Supplied records:

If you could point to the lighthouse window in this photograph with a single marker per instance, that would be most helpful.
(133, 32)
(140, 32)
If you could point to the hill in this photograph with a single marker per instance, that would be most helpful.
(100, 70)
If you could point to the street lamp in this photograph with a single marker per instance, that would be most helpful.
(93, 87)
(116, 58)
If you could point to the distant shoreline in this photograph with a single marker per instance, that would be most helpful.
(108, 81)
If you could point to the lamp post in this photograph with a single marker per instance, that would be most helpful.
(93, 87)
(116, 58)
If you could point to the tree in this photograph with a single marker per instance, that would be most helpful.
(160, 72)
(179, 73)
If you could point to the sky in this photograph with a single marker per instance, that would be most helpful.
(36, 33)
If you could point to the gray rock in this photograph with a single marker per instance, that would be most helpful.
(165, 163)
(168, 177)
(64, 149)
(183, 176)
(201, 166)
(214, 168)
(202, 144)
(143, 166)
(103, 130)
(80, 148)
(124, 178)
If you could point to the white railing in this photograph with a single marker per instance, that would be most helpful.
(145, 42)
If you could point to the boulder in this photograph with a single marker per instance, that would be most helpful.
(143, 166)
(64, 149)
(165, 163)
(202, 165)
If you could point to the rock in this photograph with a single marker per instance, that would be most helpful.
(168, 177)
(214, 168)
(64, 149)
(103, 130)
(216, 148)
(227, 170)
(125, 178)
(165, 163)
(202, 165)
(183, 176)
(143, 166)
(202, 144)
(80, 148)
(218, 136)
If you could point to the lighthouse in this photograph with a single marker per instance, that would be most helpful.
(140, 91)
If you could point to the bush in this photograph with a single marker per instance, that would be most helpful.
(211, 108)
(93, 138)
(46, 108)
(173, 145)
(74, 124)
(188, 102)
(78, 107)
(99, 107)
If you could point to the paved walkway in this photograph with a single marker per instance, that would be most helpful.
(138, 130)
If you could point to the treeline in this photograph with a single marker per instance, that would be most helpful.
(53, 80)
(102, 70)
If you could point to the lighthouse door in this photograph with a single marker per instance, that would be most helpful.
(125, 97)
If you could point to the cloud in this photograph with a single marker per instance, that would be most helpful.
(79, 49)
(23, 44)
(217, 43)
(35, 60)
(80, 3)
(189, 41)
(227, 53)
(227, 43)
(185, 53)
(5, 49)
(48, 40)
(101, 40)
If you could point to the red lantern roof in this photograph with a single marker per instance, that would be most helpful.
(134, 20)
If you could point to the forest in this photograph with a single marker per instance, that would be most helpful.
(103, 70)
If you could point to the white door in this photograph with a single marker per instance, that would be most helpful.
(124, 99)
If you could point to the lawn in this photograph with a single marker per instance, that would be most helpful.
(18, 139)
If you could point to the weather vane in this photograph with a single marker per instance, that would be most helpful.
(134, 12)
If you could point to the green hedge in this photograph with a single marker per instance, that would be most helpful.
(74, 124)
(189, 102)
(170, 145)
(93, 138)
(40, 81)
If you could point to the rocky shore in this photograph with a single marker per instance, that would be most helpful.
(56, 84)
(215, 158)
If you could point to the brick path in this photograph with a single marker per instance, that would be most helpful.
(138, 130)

The problem:
Reproduce all of the records above verbatim, line for line.

Exercise result:
If you could point to the lighthouse window in this photograph with a single marker per instance, that would be most helpful.
(133, 32)
(140, 32)
If you could point to the hill in this photograph with a single marker per instance, that would be most helpful.
(100, 70)
If you could point to the street lamp in this photograph with a single marker per instance, that would be most helpful.
(93, 87)
(116, 58)
If you could point to the distant shoreline in this photograph with a single marker per instance, that would be most helpful.
(108, 81)
If you could point to the lamp post in this photograph with a single marker per instance, that would be most helpful.
(93, 87)
(116, 58)
If you could point to the tree in this photograph with a single marker per instance, that would be most helpful.
(160, 72)
(179, 73)
If you could point to the sky in this photograph with a single marker per instance, that would be most helpful.
(36, 33)
If you could point to the gray rock in this photograph with a single marker per instance, that would be most helpful.
(165, 163)
(168, 177)
(64, 149)
(183, 176)
(201, 166)
(214, 168)
(202, 144)
(143, 166)
(103, 130)
(80, 148)
(124, 178)
If you could point to the white railing in this photograph with a single marker per instance, that would be most helpful.
(145, 42)
If you could point to the boulder in this photograph with a single marker per instance, that would be most helpful.
(143, 166)
(64, 149)
(165, 163)
(202, 165)
If you could point to the rock in this photograph with a single marker per instance, that would be most helpful.
(168, 177)
(214, 168)
(64, 149)
(103, 130)
(216, 148)
(227, 170)
(125, 178)
(165, 163)
(202, 165)
(183, 176)
(143, 166)
(202, 144)
(80, 148)
(218, 136)
If you could point to the lighthouse in this photograph with a single marker per instance, that would be most helpful.
(140, 91)
If you could point to the bush in this photograph with a single marker per instance, that would be most helpful.
(211, 108)
(93, 138)
(46, 108)
(173, 145)
(74, 124)
(188, 102)
(78, 107)
(99, 107)
If you could point to the paved walkway in this photograph with a single marker per instance, that would be most helpful.
(138, 130)
If you could point to the treeline in this photograph with a single marker per instance, that would be most helpful.
(53, 80)
(102, 70)
If you could point to the lighthouse door in this photograph with a single marker per instance, that would be most helpful.
(125, 97)
If you could point to the cloud in this photograph with a single marker per instance, that would be most helpful.
(79, 49)
(23, 44)
(217, 43)
(35, 60)
(80, 3)
(189, 41)
(227, 53)
(227, 43)
(185, 53)
(5, 49)
(48, 40)
(101, 40)
If you could point to the red lantern roof in this photograph with a single marker per instance, that would be most helpful.
(134, 20)
If you could point to the forest in this photograph with a single marker per instance, that would be most helpful.
(103, 70)
If you could point to the white door in this photograph with a single marker per instance, that would be most helpful.
(124, 99)
If you could point to the lawn in this photograph with a single marker per instance, that would be most helpful.
(18, 139)
If you could point to the weather vane in this photograph with a single marker per instance, that would be most helpful.
(134, 12)
If you could point to the green hedge in this photograph with a single marker per instance, that would be most helpful.
(74, 124)
(189, 102)
(170, 145)
(93, 138)
(40, 81)
If you could point to the rocky shore in this photograph with a single marker per instance, that would be most helpful.
(56, 84)
(215, 158)
If you could point to the brick path in this photograph with a single marker per instance, that would be most helpful.
(138, 130)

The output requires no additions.